■ Text segment
— BEGIN —

In between the violence and danger, he has had time to connect with Iraqi citizens. Some of his most rewarding exchanges have been with the children in the villages of northern Iraq.

Their poverty moved him to start a toy giveaway shortly after he arrived. He enlisted a friend back home, Tom Boone, to send him stuffed animals for him to give to children. Churches, civic clubs and scouts from all over Forsyth County have donated stuffed animals.

Since September, Matt and his Iraqi counterparts have given away more than 3,000 stuffed animals on goodwill visits to villages. The children are nervous when they first encounter the soldiers but are filled with joy when given a stuffed animal, he said.

During one visit, he tried some of his Arabic, and the children their English (many grade-school children in Iraq are learning English). They asked him to read from an English book, then sat quietly as he turned the pages of the book. Afterward, they thanked him for his time.

— END —

■ Brief
Repeat the passage about the stuffed-animal giveaway in Iraq word for word, starting with "During one visit, he" and going on through "for his time.". The entries that come next are not needed for anything here.

[Items stored in a collection]
— BEGIN —

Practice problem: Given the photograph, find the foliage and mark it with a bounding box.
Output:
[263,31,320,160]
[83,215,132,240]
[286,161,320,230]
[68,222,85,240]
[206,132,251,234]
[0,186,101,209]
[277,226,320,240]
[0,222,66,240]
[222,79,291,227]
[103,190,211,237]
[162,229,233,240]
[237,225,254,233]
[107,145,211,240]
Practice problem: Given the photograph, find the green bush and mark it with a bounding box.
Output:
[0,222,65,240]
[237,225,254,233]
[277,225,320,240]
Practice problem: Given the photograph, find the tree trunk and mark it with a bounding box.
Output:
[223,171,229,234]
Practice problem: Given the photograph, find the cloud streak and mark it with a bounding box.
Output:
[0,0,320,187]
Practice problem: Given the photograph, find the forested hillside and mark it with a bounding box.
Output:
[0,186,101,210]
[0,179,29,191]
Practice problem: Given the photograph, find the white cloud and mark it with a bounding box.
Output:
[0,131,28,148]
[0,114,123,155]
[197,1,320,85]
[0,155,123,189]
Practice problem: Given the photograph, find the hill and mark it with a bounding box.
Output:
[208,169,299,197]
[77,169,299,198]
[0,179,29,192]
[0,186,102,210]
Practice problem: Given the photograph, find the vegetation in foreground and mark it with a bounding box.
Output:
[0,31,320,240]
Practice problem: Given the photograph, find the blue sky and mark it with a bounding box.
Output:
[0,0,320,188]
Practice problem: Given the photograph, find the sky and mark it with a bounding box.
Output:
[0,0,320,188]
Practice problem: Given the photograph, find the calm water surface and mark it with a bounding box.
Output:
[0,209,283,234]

— END —

■ Complete answer
During one visit, he tried some of his Arabic, and the children their English (many grade-school children in Iraq are learning English). They asked him to read from an English book, then sat quietly as he turned the pages of the book. Afterward, they thanked him for his time.